Instead of having an ecosystem of many different businesses providing many different options for you, you’ve got one big box store. And if that goes away you’re done. Or if that doesn’t offer the thing you want, your community’s done. If you can’t get a job there, you’re not getting a job in some places.

What we try to have people understand is that there is a trade-off for this. And it’s often not a trade-off that we’re willing to make when we think about it in this way. And as families, we invest in our own savings. I’ve got two daughters, we’re saving for college. We would not go put all our savings in one stock, right? Like Google’s the greatest company around, we’re going to go put all our stock in Google. Okay, maybe you do really well with that but what you’ve done is you’ve made your investments very efficient. But you’re also really vulnerable. You’re vulnerable to whatever happens with that particular investment.

When we look at the portfolio of a city, it’s no different. It’s very easy to, as a staff, administer one big project with one big player. It’s very easy, as a government, to plan around one big site with one big player. It’s much harder to deal with all these small little players, people with all their complexity and all their different challenges and they come in and they whine and they complain about stuff and they’ve got their pet issue over here and over there and oh, wouldn’t it just be easier if we could deal with the corporate attorney and the corporate engineer and just slam out this project and get it done? It’d be way more efficient.

When we trade efficiency, when we trade away our resiliency for efficiency, we wind up with really fragile places. And at the end of the day, that took me a long time to figure out. The writings of Naseem Taleb and the Black Swan, his book, and his book Anti-fragile were really helpful in that for me. But we have, systematically across this country, traded, in the name of efficiency, our very strong healthy resilient cities with a lot of messy redundancy and complexity, for systems that are hyper efficient and very, very fragile. And that is, at the end of the day, the thing that freaks me out the most.

When we explain that to people and when they get it, they understand because they feel the fragility around them. They feel that their places are not working. They don’t have a lot of slack in the system. And at the local level, that’s really disconcerting. So once you get people thinking this way, I think it’s an easy nudge to make. The harder nudge is when you actually have to talk to them about what it means to them and what it means to their house and their neighborhood and their place because it means, at the end of the day, building in change. And change is always a challenge. It’s always tough, it’s always scary.

Stacy Mitchell: So when you talk about having to make changes and that change is difficult, talk about what those concrete changes that we really need to be thinking about are.
Chuck Marohn: This is really hard at a personal level because we become used to the idea that we would buy into our idyllic neighborhood and that it would stay that way forever. That was never the anticipation of people even 100 years ago, let alone through thousands of years of human history. In those places there was always an anticipation that things would change over time. In fact, things would get better with change. One of the big challenges we have today is that we build things to their, not only their finished state, but a very high quality state.

DIRECTION 1
Answer the following questions using the passage on resilience and efficiency:
(a) How many daughters does the speaker say they have, and what is the family saving for?
(b) Which two books by Naseem Taleb does the speaker name as helpful?
(c) According to Chuck Marohn, what did people always anticipate through thousands of years of human history?

SUPPLIED INFORMATION
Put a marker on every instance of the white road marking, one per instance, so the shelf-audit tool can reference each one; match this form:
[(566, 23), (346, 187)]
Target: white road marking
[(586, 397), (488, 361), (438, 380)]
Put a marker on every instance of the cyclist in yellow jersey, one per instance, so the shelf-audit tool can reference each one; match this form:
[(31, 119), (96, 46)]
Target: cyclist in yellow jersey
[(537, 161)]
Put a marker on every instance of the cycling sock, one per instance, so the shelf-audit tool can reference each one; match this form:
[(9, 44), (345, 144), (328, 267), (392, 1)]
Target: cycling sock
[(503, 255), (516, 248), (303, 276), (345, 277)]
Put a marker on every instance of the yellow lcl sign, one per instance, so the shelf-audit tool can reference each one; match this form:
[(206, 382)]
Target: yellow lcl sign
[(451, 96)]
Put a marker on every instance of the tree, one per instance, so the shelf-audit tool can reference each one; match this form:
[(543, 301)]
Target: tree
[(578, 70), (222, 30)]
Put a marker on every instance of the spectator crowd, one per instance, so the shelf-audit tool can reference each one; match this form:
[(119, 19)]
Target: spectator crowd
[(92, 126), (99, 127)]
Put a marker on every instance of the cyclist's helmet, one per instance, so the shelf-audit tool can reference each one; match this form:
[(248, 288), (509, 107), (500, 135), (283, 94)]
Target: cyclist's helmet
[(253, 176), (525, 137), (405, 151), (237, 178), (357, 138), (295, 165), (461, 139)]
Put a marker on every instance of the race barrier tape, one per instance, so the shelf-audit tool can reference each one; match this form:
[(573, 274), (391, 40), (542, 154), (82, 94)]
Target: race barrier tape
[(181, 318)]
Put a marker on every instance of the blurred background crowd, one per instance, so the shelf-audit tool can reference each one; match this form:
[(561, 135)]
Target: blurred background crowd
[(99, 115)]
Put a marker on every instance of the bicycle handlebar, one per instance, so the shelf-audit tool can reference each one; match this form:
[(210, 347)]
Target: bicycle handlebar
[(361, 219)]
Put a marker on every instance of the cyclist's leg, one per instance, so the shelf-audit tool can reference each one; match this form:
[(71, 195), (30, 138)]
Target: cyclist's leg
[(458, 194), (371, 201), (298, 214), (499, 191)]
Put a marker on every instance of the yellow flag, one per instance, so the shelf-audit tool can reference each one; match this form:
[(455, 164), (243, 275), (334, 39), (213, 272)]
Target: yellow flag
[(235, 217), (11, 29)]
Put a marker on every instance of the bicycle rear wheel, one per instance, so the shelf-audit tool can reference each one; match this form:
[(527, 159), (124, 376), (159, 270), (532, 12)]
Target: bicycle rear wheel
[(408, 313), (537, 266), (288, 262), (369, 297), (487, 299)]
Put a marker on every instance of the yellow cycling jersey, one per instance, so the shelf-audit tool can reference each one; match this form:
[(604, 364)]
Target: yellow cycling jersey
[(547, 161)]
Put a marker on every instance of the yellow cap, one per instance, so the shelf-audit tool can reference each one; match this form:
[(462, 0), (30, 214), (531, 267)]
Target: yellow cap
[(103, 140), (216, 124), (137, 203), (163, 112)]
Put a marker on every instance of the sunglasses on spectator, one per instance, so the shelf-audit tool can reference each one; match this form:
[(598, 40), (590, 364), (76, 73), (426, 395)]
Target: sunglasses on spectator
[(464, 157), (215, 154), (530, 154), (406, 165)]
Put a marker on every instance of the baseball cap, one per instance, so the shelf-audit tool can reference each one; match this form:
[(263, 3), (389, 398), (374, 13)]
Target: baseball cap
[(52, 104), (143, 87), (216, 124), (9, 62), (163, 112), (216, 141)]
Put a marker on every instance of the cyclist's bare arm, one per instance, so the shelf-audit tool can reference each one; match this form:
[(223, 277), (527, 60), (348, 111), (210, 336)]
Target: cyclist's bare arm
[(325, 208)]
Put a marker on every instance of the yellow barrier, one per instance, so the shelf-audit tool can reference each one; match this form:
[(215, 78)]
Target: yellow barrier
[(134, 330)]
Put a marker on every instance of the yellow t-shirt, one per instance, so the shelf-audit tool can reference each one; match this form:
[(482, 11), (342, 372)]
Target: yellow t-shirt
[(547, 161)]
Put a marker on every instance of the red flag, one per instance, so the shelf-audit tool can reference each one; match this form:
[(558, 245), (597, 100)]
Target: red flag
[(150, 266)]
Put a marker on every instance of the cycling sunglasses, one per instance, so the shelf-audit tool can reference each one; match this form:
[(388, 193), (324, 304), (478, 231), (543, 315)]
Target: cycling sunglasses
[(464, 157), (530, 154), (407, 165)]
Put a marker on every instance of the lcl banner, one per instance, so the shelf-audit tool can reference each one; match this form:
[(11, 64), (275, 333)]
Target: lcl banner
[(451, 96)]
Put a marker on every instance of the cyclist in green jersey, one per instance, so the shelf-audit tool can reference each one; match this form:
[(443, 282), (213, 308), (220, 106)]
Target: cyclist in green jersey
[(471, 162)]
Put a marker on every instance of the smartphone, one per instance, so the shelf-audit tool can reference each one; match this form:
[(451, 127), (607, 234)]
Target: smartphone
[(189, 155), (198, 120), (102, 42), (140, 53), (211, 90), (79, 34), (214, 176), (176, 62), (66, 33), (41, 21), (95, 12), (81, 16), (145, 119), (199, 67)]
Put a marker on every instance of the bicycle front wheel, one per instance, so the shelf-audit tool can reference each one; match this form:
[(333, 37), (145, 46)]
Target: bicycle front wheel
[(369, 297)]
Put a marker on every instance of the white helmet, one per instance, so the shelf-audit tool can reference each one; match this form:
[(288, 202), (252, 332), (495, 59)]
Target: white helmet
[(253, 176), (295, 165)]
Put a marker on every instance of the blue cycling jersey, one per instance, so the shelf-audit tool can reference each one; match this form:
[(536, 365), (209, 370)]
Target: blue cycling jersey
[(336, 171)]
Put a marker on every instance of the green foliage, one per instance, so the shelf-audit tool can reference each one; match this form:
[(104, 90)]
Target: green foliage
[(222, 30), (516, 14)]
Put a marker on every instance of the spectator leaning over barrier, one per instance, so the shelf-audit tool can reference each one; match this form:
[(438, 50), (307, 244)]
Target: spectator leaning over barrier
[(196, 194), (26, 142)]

DIRECTION 2
In the entries, rewrite the stretch from the line containing "Put a marker on every instance of the yellow t-shirt, one" through the line containing "[(464, 157), (530, 154), (407, 165)]", substituting "inventory tracker" for "shelf-audit tool" and leaving everything else unchanged.

TASK ANSWER 1
(a) Two daughters; the family is saving for college.
(b) The Black Swan and Anti-fragile.
(c) That things would change over time.

TASK ANSWER 2
Put a marker on every instance of the yellow t-shirt, one per instance, so the inventory tracker can reference each one; match this form:
[(482, 11), (342, 372)]
Target: yellow t-shirt
[(547, 161)]
Put a marker on every instance of the red flag, one per instance, so the inventory tracker can reference each one; match this form:
[(558, 245), (597, 100)]
Target: red flag
[(150, 266)]
Put a marker on every instance of the cycling sunglasses, one per instance, so the inventory tracker can reference each one; match this form:
[(388, 193), (324, 304), (478, 231), (543, 315)]
Target: cycling sunglasses
[(464, 157), (530, 154), (407, 165)]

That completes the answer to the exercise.